DIRECTION 1: In the air quality compliance article, what name does Envera give to monitoring, recordkeeping, and reporting?
DIRECTION 2: Continue the air quality compliance article from its last sentence.

DOCUMENT EXTRACT:
If you’ve done any work at all with air quality compliance, you’re already familiar with the three most common requirements that appear in most every rule: monitoring, recordkeeping, and reporting. At Envera, we like to refer to these as the Compliance Trifecta.
Almost every single air quality rule requires compliance in these areas. (Check out our post on how the SCAQMD structures its rules and regulations for more info.) Miss any one of those three and you could be at risk for non-compliance. Here’s the basic gist of what each member of the trifecta involves.
1. Monitoring
It’s quite common for an air quality rule to require a process to meet specific operational limits — whether it’s temperature, pressure, throughput (the amount of material being processed through a piece of equipment), or what have you. These limits are generally either outlined in a particular regulation or printed right on the face of your air permit. In order to comply with these requirements, you need to install the appropriate technology to monitor the throughput of the equipment being regulated — for example, the amount of coffee beans being roasted in a coffee roaster or the amount of natural gas combusted, in million standard cubic feet, by a boiler.

[Dataset rows on where objects appear]

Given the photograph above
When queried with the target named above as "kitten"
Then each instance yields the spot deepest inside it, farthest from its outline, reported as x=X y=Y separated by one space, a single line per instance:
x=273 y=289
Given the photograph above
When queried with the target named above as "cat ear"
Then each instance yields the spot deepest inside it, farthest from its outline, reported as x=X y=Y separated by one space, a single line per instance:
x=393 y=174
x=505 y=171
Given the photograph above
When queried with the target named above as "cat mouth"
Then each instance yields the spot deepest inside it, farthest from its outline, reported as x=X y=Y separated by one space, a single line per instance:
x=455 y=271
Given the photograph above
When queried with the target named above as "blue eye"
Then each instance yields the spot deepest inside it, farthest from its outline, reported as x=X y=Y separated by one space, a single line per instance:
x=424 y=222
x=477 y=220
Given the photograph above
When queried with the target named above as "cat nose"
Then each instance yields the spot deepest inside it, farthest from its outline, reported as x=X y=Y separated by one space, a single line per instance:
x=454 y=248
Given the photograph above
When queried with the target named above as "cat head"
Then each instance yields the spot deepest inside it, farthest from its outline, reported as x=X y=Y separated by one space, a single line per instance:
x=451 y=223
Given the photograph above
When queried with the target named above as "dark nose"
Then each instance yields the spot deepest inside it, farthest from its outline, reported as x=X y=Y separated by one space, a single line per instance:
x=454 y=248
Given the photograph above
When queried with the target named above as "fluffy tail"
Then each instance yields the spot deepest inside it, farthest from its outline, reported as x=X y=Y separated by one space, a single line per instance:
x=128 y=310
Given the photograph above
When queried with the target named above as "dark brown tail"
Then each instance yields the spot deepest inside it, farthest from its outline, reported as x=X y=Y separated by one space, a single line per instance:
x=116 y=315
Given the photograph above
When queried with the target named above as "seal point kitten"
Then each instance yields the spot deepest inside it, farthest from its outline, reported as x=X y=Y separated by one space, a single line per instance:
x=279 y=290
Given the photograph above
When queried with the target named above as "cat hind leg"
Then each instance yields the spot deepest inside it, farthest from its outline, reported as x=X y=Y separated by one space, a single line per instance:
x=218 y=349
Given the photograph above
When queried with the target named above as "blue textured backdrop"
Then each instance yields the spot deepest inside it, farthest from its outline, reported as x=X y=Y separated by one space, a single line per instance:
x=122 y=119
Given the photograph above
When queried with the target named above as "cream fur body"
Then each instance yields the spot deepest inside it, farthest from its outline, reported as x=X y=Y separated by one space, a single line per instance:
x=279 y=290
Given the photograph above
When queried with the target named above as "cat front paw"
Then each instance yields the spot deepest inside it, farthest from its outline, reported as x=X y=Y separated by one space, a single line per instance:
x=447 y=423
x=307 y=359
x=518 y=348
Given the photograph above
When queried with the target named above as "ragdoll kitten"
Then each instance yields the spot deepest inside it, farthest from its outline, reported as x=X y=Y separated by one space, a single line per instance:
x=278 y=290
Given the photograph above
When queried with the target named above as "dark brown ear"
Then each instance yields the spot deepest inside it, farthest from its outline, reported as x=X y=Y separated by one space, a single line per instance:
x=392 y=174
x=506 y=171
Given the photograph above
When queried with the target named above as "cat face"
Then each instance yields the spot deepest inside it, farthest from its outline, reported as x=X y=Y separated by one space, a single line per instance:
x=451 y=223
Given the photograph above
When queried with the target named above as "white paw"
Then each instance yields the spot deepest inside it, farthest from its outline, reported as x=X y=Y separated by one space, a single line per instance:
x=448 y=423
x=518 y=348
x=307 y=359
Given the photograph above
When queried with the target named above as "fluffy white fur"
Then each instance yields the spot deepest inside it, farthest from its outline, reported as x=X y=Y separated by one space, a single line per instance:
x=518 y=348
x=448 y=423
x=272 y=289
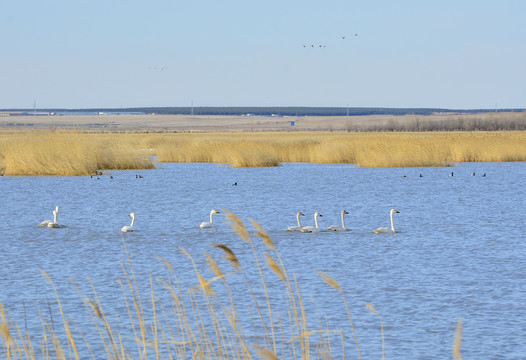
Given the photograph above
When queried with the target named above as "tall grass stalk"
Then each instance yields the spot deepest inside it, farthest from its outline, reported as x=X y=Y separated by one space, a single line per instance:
x=198 y=322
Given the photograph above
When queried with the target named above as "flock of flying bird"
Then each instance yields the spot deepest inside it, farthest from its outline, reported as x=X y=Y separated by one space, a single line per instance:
x=210 y=224
x=323 y=46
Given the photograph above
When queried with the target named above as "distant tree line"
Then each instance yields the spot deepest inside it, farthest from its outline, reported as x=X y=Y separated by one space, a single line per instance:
x=280 y=111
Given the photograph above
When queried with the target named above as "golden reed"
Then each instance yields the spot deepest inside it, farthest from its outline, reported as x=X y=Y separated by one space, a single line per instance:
x=68 y=152
x=202 y=321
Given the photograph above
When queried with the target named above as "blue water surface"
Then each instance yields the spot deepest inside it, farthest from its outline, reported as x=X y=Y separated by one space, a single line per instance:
x=459 y=251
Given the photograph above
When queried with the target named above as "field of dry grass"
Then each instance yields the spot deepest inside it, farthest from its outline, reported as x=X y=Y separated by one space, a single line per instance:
x=69 y=152
x=196 y=322
x=72 y=152
x=226 y=123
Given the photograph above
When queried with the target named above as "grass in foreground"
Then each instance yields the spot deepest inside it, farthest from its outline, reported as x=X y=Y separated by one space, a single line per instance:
x=197 y=323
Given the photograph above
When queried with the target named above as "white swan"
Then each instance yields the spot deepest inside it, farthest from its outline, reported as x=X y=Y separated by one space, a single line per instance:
x=54 y=223
x=130 y=227
x=313 y=229
x=296 y=228
x=206 y=224
x=384 y=230
x=46 y=222
x=338 y=227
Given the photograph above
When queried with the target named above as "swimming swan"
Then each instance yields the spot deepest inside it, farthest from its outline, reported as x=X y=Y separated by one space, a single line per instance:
x=54 y=223
x=296 y=228
x=210 y=224
x=384 y=230
x=338 y=227
x=46 y=222
x=129 y=228
x=313 y=229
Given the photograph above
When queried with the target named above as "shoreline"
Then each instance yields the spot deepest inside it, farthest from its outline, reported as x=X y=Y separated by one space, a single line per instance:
x=235 y=123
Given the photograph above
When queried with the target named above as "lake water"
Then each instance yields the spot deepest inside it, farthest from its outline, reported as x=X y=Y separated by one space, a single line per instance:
x=459 y=253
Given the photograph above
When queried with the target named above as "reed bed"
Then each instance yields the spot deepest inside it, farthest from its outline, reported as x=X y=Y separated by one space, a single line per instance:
x=52 y=152
x=168 y=321
x=386 y=149
x=69 y=152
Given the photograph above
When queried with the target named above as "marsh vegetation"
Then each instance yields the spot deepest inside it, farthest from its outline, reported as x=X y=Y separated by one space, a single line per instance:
x=70 y=152
x=169 y=321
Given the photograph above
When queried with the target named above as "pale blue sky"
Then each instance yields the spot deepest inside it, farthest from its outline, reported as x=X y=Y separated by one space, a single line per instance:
x=461 y=54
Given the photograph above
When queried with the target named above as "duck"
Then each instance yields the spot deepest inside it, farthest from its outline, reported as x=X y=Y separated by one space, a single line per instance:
x=209 y=224
x=315 y=228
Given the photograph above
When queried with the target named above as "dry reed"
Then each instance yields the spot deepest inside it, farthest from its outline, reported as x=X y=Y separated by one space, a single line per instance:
x=184 y=323
x=69 y=152
x=51 y=152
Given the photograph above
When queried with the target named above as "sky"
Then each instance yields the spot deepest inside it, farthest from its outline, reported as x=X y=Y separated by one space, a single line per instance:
x=451 y=54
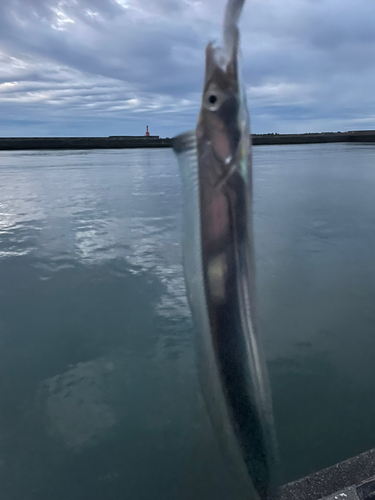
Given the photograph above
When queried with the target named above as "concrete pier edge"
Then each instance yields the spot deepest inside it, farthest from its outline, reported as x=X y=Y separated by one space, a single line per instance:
x=125 y=142
x=353 y=479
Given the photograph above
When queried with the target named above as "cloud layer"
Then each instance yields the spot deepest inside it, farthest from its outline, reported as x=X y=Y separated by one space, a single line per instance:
x=109 y=67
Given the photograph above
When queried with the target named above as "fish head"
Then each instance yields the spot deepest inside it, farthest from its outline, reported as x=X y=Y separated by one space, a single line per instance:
x=223 y=128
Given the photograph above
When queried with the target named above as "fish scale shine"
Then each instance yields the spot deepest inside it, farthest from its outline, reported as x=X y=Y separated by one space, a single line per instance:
x=215 y=163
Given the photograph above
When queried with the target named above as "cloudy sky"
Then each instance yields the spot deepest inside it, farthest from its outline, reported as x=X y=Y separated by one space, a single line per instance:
x=109 y=67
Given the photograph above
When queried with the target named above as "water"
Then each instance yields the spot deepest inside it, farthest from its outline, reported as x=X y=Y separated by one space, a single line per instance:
x=98 y=387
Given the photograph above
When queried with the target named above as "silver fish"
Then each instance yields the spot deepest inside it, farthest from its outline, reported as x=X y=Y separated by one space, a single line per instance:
x=215 y=163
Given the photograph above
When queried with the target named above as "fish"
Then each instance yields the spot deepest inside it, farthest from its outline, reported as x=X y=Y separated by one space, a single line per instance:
x=218 y=255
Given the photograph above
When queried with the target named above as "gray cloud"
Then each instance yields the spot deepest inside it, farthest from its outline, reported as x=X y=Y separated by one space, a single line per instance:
x=99 y=67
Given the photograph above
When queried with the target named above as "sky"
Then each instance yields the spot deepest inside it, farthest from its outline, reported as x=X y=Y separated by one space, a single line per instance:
x=111 y=67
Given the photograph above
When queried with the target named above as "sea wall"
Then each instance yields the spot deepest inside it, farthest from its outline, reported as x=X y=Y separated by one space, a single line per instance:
x=124 y=142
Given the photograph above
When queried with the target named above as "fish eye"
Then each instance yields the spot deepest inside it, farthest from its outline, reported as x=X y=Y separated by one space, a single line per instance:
x=213 y=100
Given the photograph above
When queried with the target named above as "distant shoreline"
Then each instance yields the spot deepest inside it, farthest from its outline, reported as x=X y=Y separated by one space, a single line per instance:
x=134 y=142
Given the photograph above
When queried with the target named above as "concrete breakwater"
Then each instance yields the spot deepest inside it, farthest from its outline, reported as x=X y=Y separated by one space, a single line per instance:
x=124 y=142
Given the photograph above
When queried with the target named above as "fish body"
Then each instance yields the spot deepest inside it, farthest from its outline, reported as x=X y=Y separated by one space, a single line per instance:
x=215 y=163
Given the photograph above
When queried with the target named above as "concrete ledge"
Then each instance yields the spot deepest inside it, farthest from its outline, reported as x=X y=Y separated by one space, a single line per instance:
x=125 y=142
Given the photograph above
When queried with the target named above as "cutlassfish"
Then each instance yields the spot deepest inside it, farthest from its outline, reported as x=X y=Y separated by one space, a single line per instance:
x=215 y=163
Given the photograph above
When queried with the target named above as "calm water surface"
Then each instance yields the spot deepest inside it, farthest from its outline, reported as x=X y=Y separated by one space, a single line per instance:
x=98 y=388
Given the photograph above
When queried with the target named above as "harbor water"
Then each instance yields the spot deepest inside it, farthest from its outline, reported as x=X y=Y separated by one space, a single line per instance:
x=99 y=395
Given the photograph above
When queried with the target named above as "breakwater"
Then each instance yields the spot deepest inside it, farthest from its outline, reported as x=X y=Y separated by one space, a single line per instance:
x=125 y=142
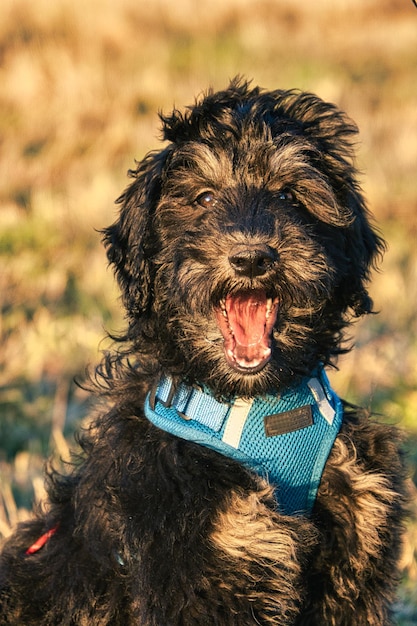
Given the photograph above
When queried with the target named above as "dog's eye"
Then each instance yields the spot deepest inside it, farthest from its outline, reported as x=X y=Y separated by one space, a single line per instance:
x=206 y=199
x=286 y=195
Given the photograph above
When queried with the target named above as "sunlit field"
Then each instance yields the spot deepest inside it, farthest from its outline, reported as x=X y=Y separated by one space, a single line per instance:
x=81 y=84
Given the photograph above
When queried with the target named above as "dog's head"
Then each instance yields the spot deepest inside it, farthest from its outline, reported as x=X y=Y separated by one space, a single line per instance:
x=244 y=247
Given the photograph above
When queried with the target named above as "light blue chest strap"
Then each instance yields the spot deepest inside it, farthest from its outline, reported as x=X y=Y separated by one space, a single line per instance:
x=285 y=438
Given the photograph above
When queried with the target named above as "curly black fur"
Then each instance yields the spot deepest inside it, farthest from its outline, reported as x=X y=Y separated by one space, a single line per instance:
x=255 y=192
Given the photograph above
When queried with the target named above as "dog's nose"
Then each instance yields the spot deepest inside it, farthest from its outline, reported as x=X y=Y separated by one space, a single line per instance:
x=253 y=261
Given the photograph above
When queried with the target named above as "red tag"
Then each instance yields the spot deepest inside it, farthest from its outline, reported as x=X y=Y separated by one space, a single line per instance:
x=41 y=541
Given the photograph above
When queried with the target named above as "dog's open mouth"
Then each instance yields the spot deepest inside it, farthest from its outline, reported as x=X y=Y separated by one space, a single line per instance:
x=246 y=320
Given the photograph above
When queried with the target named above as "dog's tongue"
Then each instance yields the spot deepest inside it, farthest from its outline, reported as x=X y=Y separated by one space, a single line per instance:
x=246 y=322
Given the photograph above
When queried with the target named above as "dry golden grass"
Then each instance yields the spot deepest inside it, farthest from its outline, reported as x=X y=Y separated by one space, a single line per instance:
x=80 y=86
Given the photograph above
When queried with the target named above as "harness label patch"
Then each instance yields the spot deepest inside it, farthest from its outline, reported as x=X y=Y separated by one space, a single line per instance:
x=281 y=423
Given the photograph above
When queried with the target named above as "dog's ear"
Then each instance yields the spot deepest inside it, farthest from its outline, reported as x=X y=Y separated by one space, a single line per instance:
x=333 y=134
x=131 y=241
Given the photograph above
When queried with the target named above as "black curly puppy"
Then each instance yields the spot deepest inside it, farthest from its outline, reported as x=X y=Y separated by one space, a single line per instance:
x=226 y=484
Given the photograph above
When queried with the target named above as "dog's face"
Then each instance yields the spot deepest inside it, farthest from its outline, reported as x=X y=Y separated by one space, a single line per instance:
x=244 y=246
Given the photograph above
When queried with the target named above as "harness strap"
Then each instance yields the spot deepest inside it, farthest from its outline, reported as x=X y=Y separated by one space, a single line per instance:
x=286 y=438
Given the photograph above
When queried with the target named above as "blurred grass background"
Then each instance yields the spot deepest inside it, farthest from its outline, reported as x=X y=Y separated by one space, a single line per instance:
x=80 y=86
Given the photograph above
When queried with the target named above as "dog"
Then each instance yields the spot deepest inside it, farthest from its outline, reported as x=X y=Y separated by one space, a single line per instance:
x=223 y=481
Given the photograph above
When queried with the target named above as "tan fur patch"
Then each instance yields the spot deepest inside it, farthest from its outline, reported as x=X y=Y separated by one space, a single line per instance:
x=369 y=503
x=265 y=547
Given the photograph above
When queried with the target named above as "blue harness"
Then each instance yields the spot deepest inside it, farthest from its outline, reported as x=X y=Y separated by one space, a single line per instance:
x=285 y=438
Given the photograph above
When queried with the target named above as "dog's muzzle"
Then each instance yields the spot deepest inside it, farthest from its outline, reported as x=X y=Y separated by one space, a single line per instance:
x=246 y=320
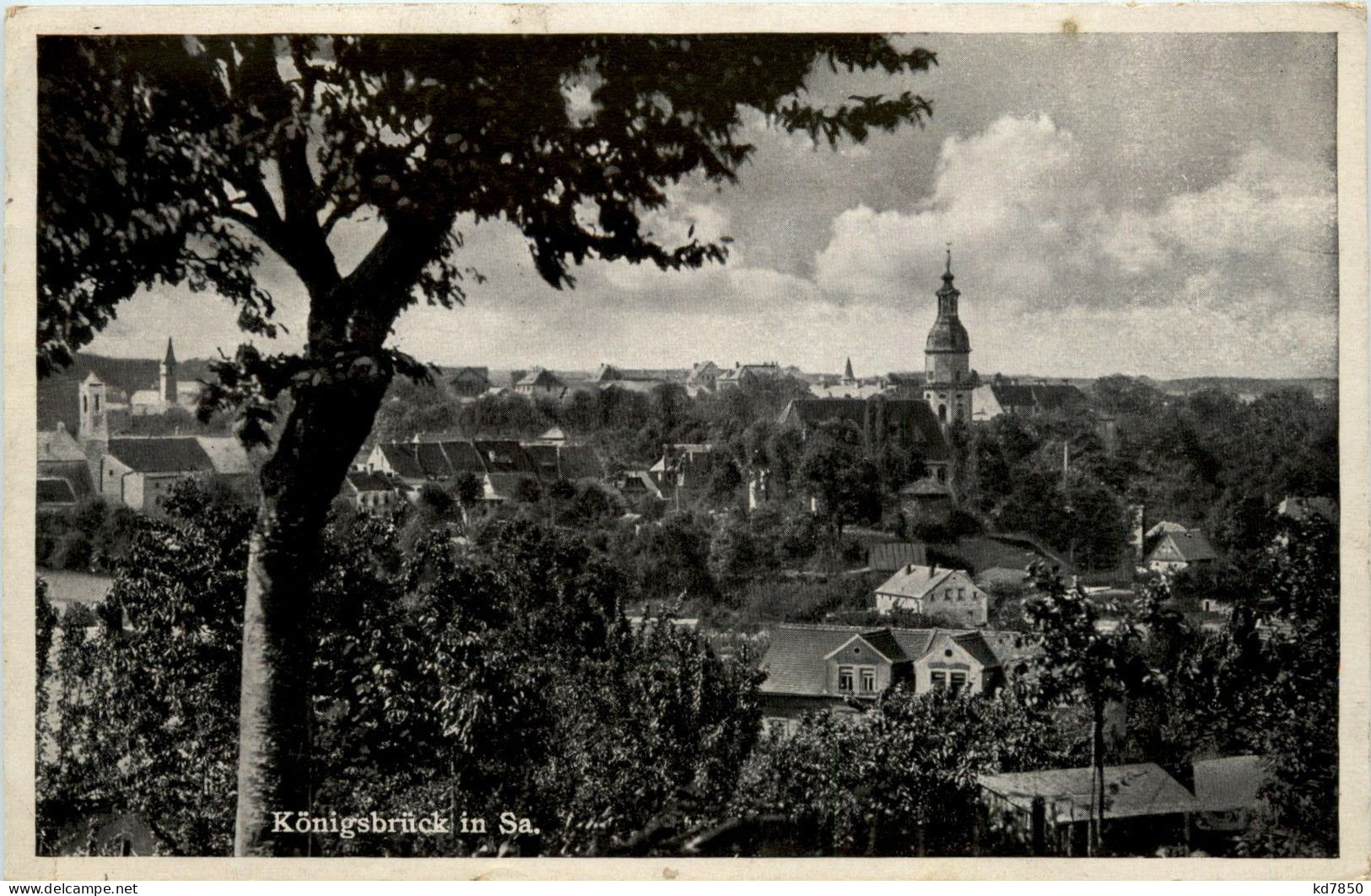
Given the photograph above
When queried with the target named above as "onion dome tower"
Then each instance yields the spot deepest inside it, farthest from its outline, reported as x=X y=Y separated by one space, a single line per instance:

EXERCISE RESULT 1: The Compliance Trifecta.

EXERCISE RESULT 2:
The data collected from monitoring is what is used in the second part of the trifecta.
2. Recordkeeping
“Photo or it didn’t happen.” That’s a common catchphrase on social media, but it also applies to environmental compliance, only instead of selfies, environmental compliance requires recordkeeping — and that means recording everything. Every piece of equipment needs to have associated records to verify that a particular requirement was actually met. That means keeping records of the green bean coffee roasted per month as determined by internal company production records, or the amount of natural gas combusted by the water heater per month from utility bills and/or meter readings.
How long you must keep those records depends on the regulation. Rule 109 requires facilities to keep records for two years, while Rule 1110.2 requires records on engines to be kept for five years. If you’re a facility subject to Title V of the Clean Air Act, you’re required to keep records for five years. All other facilities should check with the SCAQMD to see how long you’re required to keep your documentation. If the SCAQMD doesn’t provide a timeframe, you should determine one based on your particular business needs.
Since the rules differ by facility, it’s best to have an internal policy that ensures that all records are kept for the longest duration of all rules and regulations. Many facilities have policies in place to keep records for seven years, depending on the facility and the internal policy. (The longest agency requirement I’ve seen is five years, so that’s what I recommend. Better safe than sorry.)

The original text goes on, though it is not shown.